Point localization data
- Opening Delimiter -

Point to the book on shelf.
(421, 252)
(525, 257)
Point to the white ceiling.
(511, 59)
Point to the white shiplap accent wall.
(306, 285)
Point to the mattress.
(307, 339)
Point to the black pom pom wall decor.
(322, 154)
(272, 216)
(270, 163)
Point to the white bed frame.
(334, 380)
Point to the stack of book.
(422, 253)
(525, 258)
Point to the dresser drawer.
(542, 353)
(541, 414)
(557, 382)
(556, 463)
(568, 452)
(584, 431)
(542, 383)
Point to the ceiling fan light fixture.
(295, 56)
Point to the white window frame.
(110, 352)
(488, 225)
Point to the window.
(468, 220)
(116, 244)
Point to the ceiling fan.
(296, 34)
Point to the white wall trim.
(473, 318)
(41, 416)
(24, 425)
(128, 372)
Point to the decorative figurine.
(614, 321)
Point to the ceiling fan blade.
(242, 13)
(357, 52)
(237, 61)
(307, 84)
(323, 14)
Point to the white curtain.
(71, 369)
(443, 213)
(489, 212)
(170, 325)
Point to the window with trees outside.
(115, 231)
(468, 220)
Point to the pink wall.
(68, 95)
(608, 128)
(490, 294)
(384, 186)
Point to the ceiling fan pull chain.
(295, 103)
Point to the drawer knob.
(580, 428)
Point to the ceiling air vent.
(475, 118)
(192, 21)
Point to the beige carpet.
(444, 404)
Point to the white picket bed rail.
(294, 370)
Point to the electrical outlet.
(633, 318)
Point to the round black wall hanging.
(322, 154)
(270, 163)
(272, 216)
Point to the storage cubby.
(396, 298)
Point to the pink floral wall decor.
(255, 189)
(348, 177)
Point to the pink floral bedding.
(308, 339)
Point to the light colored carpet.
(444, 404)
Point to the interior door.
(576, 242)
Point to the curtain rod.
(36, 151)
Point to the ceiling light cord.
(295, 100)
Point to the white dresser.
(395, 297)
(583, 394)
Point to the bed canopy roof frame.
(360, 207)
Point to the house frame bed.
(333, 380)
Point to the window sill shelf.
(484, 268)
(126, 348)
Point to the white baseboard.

- Closing Delimiter -

TASK DESCRIPTION
Each line from the one containing "Point to the curtain rod." through the last line of the entries is to be copied exactly, with no other lines added.

EXERCISE RESULT
Point to the curtain rod.
(36, 151)
Point to the ceiling light cord.
(295, 100)
Point to the white dresser.
(395, 297)
(583, 394)
Point to the bed canopy roof frame.
(360, 207)
Point to the house frame bed.
(333, 380)
Point to the window sill shelf.
(484, 268)
(126, 348)
Point to the white baseboard.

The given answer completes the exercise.